- [Text shown]
· · · · ·

Last week I travelled to Lausanne to cover the International Association of Athletics Federations Diamond League meeting there, and as I walked down in blazing sunshine from the station to the athletes' hotel by the side of Lake Leman, I passed cafes full of intent television viewers. Switzerland were playing Sweden in their World Cup match of 16.
On a stretch of grass by a junction, family groups sat at trestle tables in front of a big screen, drinking, eating, enjoying the sun - if not the way the match was going.
By the lake itself, a FanZone with a far larger screen heaved with supporters for whom excitement, in the face of obdurate Swedish defence, was already morphing into resignation. But nobody was leaving.
Three days later, my return journey took me through Paris, and as I emerged from the Metro into the dazzling bustle of Boulevard Edgar Quinet, my senses were assailed by a huge roar to my right - and, a fraction of a second later, to two others across the street.
Albeit that live streaming - legal or otherwise - probably explained the time lapse, the prompt to the thousands of French supporters settled in front of TV screens in the bars and open-air restaurants along the route was identical - Raphael Varane had headed France into a 1-0 lead in their World Cup quarter-final against Uruguay.

· · · · ·

- [Set problem 1] Reproduce the rows from the line containing "Exercise. Point out the wooden footboard" through the end of the rows, including both the first and last lines.
The World Cup text above has no connection to the rows that come next.

· · · · ·

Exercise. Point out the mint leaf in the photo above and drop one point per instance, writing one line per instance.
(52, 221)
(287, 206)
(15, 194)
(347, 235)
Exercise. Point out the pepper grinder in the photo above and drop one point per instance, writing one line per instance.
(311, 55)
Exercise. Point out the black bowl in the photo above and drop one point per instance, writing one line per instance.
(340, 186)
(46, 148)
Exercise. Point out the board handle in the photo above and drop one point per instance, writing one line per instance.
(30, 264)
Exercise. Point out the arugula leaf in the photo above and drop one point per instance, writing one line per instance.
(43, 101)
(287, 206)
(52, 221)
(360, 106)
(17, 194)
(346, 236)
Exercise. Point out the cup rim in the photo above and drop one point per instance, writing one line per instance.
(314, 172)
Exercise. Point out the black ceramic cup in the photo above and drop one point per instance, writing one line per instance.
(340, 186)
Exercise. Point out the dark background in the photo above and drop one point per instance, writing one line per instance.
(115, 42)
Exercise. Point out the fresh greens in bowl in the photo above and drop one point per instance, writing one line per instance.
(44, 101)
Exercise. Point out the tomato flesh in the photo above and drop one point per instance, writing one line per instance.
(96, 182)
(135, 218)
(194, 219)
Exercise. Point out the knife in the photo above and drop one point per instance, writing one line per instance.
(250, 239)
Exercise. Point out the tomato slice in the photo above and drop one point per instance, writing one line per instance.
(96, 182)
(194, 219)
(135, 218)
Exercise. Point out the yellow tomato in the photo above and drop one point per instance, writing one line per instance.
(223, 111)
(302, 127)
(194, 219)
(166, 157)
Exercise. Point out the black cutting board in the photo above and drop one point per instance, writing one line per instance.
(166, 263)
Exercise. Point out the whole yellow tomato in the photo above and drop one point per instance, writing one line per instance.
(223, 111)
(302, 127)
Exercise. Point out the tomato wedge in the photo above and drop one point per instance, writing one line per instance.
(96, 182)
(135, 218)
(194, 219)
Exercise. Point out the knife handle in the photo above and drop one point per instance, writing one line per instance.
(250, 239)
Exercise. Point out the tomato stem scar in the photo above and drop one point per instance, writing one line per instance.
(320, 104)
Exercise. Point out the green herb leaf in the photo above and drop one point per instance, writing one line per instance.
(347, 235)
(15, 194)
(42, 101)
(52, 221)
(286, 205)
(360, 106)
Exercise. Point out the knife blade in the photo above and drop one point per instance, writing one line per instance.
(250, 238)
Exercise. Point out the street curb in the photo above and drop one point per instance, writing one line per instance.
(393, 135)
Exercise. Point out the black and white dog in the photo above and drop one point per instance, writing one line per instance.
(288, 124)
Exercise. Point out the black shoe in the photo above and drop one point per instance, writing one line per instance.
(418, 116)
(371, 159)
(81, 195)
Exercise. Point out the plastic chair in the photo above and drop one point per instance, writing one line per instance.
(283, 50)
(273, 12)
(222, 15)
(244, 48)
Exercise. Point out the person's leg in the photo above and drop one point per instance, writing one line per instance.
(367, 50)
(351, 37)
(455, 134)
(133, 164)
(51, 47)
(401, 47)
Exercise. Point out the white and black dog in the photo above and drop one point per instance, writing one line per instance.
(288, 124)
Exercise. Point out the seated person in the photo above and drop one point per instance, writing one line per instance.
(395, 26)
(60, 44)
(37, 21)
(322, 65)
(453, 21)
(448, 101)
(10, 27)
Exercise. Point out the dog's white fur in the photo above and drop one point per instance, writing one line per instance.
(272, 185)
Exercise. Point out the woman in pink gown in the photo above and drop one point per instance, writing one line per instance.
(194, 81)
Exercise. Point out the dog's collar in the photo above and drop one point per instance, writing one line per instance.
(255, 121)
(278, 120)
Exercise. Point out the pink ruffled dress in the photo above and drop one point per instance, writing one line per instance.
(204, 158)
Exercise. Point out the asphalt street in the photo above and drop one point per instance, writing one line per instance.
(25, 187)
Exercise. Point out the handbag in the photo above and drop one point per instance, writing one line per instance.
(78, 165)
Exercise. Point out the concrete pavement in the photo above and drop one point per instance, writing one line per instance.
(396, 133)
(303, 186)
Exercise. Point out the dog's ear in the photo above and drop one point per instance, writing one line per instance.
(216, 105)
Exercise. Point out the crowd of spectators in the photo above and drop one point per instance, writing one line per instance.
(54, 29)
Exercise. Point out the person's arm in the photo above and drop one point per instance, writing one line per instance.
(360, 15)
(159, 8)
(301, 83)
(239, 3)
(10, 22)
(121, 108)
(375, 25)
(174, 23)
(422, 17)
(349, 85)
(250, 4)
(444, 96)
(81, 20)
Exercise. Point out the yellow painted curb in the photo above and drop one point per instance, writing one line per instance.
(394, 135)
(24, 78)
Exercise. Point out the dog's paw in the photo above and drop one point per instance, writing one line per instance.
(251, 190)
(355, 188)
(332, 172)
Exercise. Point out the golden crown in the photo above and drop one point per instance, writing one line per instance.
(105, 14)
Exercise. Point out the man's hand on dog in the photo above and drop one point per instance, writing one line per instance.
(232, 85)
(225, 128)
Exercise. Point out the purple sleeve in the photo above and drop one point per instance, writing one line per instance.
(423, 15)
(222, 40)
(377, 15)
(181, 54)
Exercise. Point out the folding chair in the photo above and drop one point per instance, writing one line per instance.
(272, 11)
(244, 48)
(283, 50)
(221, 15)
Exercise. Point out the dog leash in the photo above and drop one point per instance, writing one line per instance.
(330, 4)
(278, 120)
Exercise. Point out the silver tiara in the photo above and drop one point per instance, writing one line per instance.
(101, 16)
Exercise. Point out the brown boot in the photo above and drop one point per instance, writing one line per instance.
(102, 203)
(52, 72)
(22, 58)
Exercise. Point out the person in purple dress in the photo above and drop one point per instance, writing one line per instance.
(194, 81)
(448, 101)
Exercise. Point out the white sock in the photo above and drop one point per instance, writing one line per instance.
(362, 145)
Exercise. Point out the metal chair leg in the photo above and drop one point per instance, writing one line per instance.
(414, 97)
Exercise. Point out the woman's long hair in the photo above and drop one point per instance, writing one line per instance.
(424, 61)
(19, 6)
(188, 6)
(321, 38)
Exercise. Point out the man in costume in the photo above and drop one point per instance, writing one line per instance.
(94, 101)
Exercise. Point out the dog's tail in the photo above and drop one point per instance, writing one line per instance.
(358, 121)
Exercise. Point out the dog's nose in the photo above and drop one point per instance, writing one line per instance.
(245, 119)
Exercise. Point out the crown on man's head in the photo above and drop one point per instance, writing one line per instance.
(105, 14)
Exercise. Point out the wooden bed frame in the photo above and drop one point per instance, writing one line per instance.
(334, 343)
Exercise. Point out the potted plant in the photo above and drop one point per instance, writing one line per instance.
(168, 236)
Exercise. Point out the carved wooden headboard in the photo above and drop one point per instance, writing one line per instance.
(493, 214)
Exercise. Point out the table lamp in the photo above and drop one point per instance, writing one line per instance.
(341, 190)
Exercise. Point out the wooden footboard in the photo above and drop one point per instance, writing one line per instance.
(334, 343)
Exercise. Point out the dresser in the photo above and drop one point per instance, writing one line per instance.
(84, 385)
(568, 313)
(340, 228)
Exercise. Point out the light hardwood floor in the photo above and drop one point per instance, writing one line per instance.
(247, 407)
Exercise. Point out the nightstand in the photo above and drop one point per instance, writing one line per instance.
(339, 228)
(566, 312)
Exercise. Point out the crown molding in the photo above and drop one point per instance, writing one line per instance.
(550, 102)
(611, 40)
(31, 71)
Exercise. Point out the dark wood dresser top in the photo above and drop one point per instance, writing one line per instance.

· · · · ·

- [Set problem 2] Name the national teams that the World Cup text mentions as playing matches.

- [Worked solution 1]
Exercise. Point out the wooden footboard in the photo above and drop one point per instance, writing one line per instance.
(334, 343)
Exercise. Point out the dresser in the photo above and drop one point per instance, writing one line per instance.
(84, 385)
(568, 313)
(340, 228)
Exercise. Point out the light hardwood floor in the photo above and drop one point per instance, writing one line per instance.
(247, 407)
Exercise. Point out the nightstand in the photo above and drop one point per instance, writing one line per instance.
(339, 228)
(566, 312)
Exercise. Point out the crown molding in the photo above and drop one point per instance, writing one line per instance.
(550, 102)
(611, 40)
(31, 71)
Exercise. Point out the dark wood dresser top in the photo above and drop one point per instance, writing one line per instance.

- [Worked solution 2] Switzerland, Sweden, France, Uruguay